- PROBLEM TO WORK ON -
Word for word, reproduce each line of the data below, omitting every image.

Top of RECORDS SUPPLIED

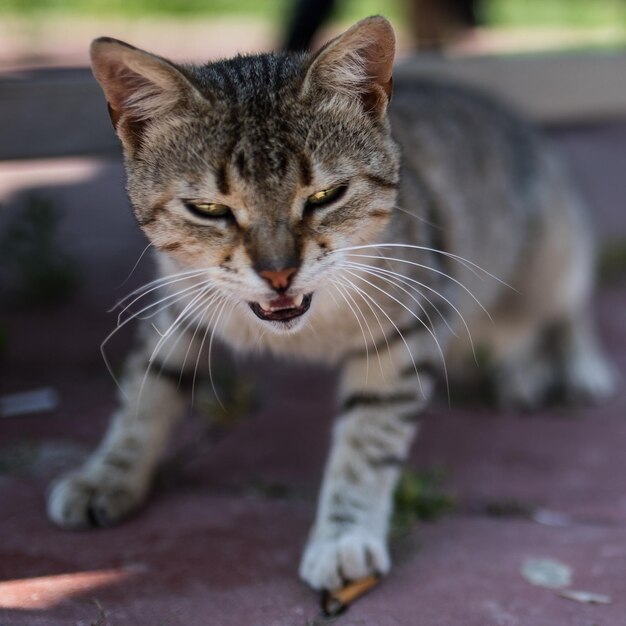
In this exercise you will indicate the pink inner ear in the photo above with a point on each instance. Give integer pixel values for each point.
(371, 44)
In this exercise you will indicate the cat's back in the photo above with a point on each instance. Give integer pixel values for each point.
(463, 131)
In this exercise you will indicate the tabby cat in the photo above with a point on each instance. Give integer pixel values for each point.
(292, 208)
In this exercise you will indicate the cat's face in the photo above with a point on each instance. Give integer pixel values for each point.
(259, 170)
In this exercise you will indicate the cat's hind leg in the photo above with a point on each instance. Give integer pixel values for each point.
(584, 375)
(114, 481)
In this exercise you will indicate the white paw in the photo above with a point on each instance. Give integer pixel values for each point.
(78, 501)
(328, 563)
(589, 379)
(523, 387)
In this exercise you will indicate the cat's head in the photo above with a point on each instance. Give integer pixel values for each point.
(259, 168)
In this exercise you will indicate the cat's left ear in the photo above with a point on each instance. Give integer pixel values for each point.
(139, 86)
(358, 62)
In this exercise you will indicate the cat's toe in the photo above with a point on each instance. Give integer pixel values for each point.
(76, 502)
(329, 563)
(588, 379)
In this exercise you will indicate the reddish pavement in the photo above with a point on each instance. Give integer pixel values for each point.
(220, 541)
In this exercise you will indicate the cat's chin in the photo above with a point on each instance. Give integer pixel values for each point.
(284, 313)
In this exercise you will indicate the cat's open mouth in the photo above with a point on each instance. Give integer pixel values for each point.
(283, 308)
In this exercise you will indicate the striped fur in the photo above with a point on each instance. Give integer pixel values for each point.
(440, 191)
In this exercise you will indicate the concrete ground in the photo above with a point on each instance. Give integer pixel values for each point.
(219, 541)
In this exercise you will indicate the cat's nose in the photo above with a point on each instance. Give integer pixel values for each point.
(279, 280)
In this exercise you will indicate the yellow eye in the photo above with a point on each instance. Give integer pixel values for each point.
(326, 196)
(208, 209)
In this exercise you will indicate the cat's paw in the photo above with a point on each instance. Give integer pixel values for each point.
(328, 563)
(588, 379)
(77, 501)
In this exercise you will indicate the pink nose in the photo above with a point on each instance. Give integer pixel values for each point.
(279, 279)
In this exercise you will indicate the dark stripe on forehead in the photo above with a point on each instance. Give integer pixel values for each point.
(305, 169)
(221, 178)
(145, 217)
(240, 163)
(381, 182)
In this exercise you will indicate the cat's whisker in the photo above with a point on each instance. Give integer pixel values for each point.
(367, 353)
(217, 321)
(430, 326)
(465, 262)
(160, 300)
(207, 307)
(136, 264)
(174, 299)
(198, 311)
(396, 282)
(382, 330)
(369, 297)
(187, 313)
(202, 290)
(436, 271)
(155, 284)
(417, 317)
(407, 280)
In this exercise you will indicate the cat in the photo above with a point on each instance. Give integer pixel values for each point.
(295, 207)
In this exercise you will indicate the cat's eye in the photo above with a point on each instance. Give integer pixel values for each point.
(325, 197)
(208, 209)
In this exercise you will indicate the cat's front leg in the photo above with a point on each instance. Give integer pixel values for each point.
(115, 479)
(375, 427)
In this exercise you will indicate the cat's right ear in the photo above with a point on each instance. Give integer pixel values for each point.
(358, 63)
(138, 86)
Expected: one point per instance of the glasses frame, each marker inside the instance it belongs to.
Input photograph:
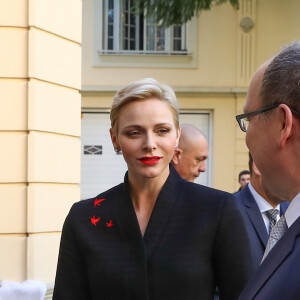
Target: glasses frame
(254, 113)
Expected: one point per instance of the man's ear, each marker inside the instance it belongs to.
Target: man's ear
(286, 124)
(176, 156)
(114, 139)
(255, 170)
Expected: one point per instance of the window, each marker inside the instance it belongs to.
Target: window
(125, 32)
(123, 39)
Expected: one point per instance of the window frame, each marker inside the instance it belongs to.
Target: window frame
(125, 58)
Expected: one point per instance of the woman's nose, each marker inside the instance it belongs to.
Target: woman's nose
(149, 143)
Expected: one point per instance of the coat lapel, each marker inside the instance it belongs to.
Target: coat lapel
(255, 216)
(171, 191)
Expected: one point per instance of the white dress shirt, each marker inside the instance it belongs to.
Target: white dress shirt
(264, 206)
(293, 211)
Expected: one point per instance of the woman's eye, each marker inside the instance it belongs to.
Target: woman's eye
(133, 133)
(163, 130)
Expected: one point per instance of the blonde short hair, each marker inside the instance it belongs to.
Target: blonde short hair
(142, 90)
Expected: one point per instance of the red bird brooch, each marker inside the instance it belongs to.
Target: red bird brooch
(94, 220)
(110, 224)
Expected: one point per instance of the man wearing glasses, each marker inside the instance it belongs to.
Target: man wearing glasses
(272, 125)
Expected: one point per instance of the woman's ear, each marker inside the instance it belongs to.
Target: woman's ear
(286, 124)
(178, 135)
(176, 156)
(114, 139)
(255, 170)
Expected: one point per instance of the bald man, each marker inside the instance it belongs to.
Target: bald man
(190, 157)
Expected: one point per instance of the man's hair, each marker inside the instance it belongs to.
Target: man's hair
(244, 172)
(281, 80)
(250, 164)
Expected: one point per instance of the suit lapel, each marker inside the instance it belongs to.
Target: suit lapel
(162, 210)
(255, 215)
(272, 262)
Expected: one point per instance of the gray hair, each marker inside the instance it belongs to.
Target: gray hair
(281, 80)
(142, 90)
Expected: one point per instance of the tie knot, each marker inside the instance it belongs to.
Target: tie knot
(280, 228)
(272, 214)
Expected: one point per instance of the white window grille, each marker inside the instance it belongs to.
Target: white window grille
(126, 33)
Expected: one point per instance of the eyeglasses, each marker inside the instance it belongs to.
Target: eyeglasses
(244, 120)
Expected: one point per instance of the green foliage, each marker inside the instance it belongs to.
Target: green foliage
(176, 12)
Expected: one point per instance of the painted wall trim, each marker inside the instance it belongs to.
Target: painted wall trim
(182, 89)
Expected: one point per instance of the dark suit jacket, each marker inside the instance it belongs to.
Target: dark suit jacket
(278, 277)
(256, 229)
(195, 240)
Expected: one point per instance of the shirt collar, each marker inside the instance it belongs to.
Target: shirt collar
(262, 203)
(293, 211)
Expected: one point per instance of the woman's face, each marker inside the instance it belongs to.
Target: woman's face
(147, 137)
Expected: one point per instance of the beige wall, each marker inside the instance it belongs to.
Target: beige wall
(40, 78)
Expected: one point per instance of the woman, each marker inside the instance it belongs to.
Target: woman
(155, 236)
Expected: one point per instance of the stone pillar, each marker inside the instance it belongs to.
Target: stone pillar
(245, 70)
(40, 79)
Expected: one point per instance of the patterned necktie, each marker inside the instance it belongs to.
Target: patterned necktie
(272, 215)
(277, 232)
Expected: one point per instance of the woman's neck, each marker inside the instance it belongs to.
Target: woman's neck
(144, 192)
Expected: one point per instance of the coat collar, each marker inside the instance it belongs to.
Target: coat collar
(254, 214)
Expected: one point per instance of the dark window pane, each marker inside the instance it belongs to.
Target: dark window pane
(110, 44)
(132, 19)
(150, 32)
(132, 45)
(125, 43)
(177, 31)
(110, 16)
(150, 44)
(126, 31)
(160, 45)
(177, 45)
(161, 32)
(132, 32)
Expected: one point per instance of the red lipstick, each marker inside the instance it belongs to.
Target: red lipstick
(149, 160)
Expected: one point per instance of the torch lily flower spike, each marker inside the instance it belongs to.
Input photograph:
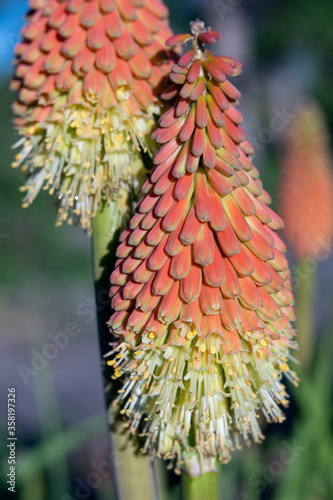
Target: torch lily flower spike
(86, 74)
(201, 290)
(306, 188)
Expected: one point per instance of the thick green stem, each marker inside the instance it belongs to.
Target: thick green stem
(132, 473)
(305, 316)
(201, 487)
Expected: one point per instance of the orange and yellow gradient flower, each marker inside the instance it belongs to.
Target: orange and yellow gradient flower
(201, 290)
(86, 76)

Bottom of RECORDS SUPPLIED

- RESULT -
In this exercise you will indicate the pink inner ear in the photo above with a point on each instance. Give integer pixel values for each point.
(371, 44)
In this exercise you will indicate the cat's back in the photo above with a point on each instance. Give integer pixel values for each point.
(463, 131)
In this exercise you will indicate the tabby cat in the photo above with a point on each instance. Give integer pixel values for each point.
(292, 208)
In this exercise you will indicate the cat's face in the photo above with a point on each instance. Give integer pixel values for each point.
(259, 170)
In this exercise you will indicate the cat's hind leg in the photo above with a point on each instance. Give integer pixel values for each point.
(584, 375)
(114, 481)
In this exercise you will indicate the white paw in the photo above with a point on each instance. Give integer pixel values for each point.
(78, 501)
(328, 563)
(589, 379)
(523, 387)
In this exercise you will indicate the cat's head in the photo above with a point on each instance. Give integer pixel values for each point.
(259, 168)
In this exercise you will indicate the cat's left ear in the photo above with a point on each instance. Give integer pixel values for each point.
(139, 86)
(358, 62)
In this exercise you will indicate the cat's toe in the photo above with a point on each instance. Give integer pixel values for each point.
(76, 502)
(329, 563)
(588, 379)
In this exercise you will indicate the reddish pavement in the photo above with a point on each instance. Give integer pixel values for each point.
(220, 541)
In this exercise you will indicate the cat's chin in the photo above with a point on each instance. Give integer pixel values for each point.
(284, 313)
In this exercise you will indicate the cat's open mouth in the photo above with a point on each instance. Give integer pixel values for each point.
(283, 308)
In this exercise you will indicate the striped fur in the photo above with a point on each instance. Give integer pixel values for each point.
(440, 191)
In this exercise you will indicate the concrete ground in the photo above with a point on each instance. Give integer pixel values for each point.
(219, 541)
In this exercise you will indicate the cat's nose in the photo above with a point on each instance. Give integer pixel values for each point.
(279, 280)
In this exercise you will indicate the yellow eye in the photo above with a point on each instance. Give integer pixel values for each point.
(326, 196)
(208, 209)
In this exercise you will indicate the cat's paw in the photo above with a point on each instance. Give integer pixel values for each point.
(328, 563)
(588, 379)
(77, 501)
In this exercise you will indicate the pink nose in the photo above with a point on each instance. Give integer pixel values for each point.
(279, 279)
In this exercise you will indicate the dark stripe on forehead in the photo above with a point on each instance. Give integer pixel values for each point.
(305, 169)
(221, 178)
(145, 217)
(240, 163)
(381, 182)
In this exercise you will indicate the cat's whisker in the photo above with a point on each instance. Give integer pixel values for each point.
(367, 353)
(217, 321)
(430, 326)
(465, 262)
(160, 300)
(207, 307)
(136, 264)
(174, 299)
(198, 311)
(396, 282)
(382, 330)
(369, 297)
(187, 313)
(202, 290)
(436, 271)
(155, 284)
(417, 317)
(407, 280)
In this exercise you will indicate the cat in the photo above with a point on each instance. Give integer pixel values for each point.
(295, 207)
In this exercise you will indicate the cat's eye in the photo above with a point on each instance. Give integer pixel values for each point.
(325, 197)
(208, 209)
In this exercise you will indicate the cat's front leg in the photo above with a point on each instance. Give integer pixel values for each point.
(115, 479)
(375, 427)
In this exercise you will indicate the cat's right ear in the photo above with a point on each instance. Give integer pixel values for each point.
(358, 63)
(138, 86)
Expected: one point per instance of the glasses frame, each marker inside the instance it belongs to.
Input photograph:
Target: glasses frame
(254, 113)
Expected: one point per instance of the man's ear, each marker inside the instance it belongs to.
Target: man's ear
(286, 124)
(176, 156)
(114, 139)
(255, 170)
Expected: one point per instance of the window, each marker inside the instance it belongs to.
Target: window
(125, 32)
(123, 39)
Expected: one point per instance of the window frame, each marker inside the instance it belongs to.
Target: window frame
(125, 58)
Expected: one point per instance of the woman's nose, each marker inside the instance it belongs to.
Target: woman's nose
(149, 143)
Expected: one point per instance of the coat lapel, each marker inside the instance it belongs to.
Target: coat lapel
(255, 216)
(171, 191)
Expected: one point per instance of the white dress shirt, each marker inside the instance it belongs to.
Target: white dress shirt
(264, 206)
(293, 211)
Expected: one point per instance of the woman's eye, each marker inside the instance it belongs to.
Target: woman's eye
(133, 133)
(163, 130)
Expected: one point per instance of the blonde short hair, each marker inside the instance it belongs to.
Target: blonde short hair
(142, 90)
Expected: one point per instance of the red bird brooch, each marker inside the instance it belongs to.
Target: red bird brooch
(94, 220)
(110, 224)
Expected: one point per instance of the man wearing glasses, each marker inside the instance it belongs to.
Target: man wearing glasses
(272, 125)
Expected: one point per instance of the woman's ear, each marker inside the instance it belongs to.
Target: woman's ear
(286, 124)
(178, 135)
(176, 156)
(114, 139)
(255, 170)
Expected: one point per instance of the bald man, each marker inside the instance it belongs to.
Target: bald man
(190, 157)
Expected: one point per instance of the man's hair, each marker inside the instance it belongs to.
Target: man's hair
(244, 172)
(281, 80)
(250, 164)
Expected: one point per instance of the suit lapel, each marker inside the instance it belongs to.
Target: suit lapel
(162, 210)
(255, 215)
(272, 262)
Expected: one point per instance of the gray hair, each marker inside the instance it belongs to.
Target: gray hair
(281, 80)
(142, 90)
Expected: one point per instance of the tie knot, each marker inside the instance it belongs to.
Target: tie knot
(280, 228)
(272, 214)
Expected: one point per instance of the white window grille, each marker inside the instance it belongs to.
Target: white window grille
(126, 33)
Expected: one point per instance of the eyeglasses, each marker inside the instance it belongs to.
Target: eyeglasses
(244, 120)
Expected: one point per instance of the green foliage, each marker inside the instance it belongs to.
Target: green foliage
(176, 12)
Expected: one point per instance of the painted wall trim, each marker inside the instance it belongs to.
Target: painted wall trim
(182, 89)
Expected: one point per instance of the dark suit jacket, each marker inside the instance it belongs to.
Target: dark suit jacket
(278, 277)
(256, 229)
(195, 240)
Expected: one point per instance of the shirt collar, each marker inside the instance it belongs to.
Target: shirt collar
(262, 203)
(293, 211)
Expected: one point per instance of the woman's face, each marker inside the instance it belongs to.
Target: woman's face
(147, 137)
Expected: one point per instance of the beige wall, each marker inside the instance it belongs to.
Target: beige wall
(40, 78)
Expected: one point per instance of the woman, each marker inside the instance it belongs to.
Target: woman
(155, 236)
Expected: one point per instance of the stone pillar, each marker inside the instance it belongs to.
Target: stone pillar
(245, 70)
(40, 79)
Expected: one point per instance of the patterned necktie, each marker inside the instance it belongs to.
Target: patterned necktie
(272, 215)
(277, 232)
Expected: one point per instance of the woman's neck, each marker inside the instance it belongs to.
Target: woman's neck
(144, 192)
Expected: one point per instance of the coat collar, each marker inside the instance it belongs to.
Target: coat collar
(254, 214)
Expected: one point per instance of the dark window pane, each marker inside the instance it belongs to.
Target: dark window pane
(110, 44)
(132, 19)
(150, 32)
(132, 45)
(125, 43)
(177, 31)
(110, 16)
(150, 44)
(126, 31)
(160, 45)
(177, 45)
(161, 32)
(132, 32)
Expected: one point per instance of the red lipstick, each marker inside the instance it belongs to.
Target: red lipstick
(149, 160)
Expected: one point per instance of the torch lily flower spike, each marker inside the instance it belongs to.
Input photograph:
Target: torch lily flower spike
(86, 74)
(201, 290)
(306, 188)
Expected: one point per instance of the thick green stem, each marker inside the instance it belongs to.
Target: thick green stem
(132, 473)
(305, 316)
(201, 487)
Expected: one point per instance of the orange and yellow gradient flower, each marker inside the instance it belongs to.
Target: orange and yellow gradient flower
(201, 290)
(86, 76)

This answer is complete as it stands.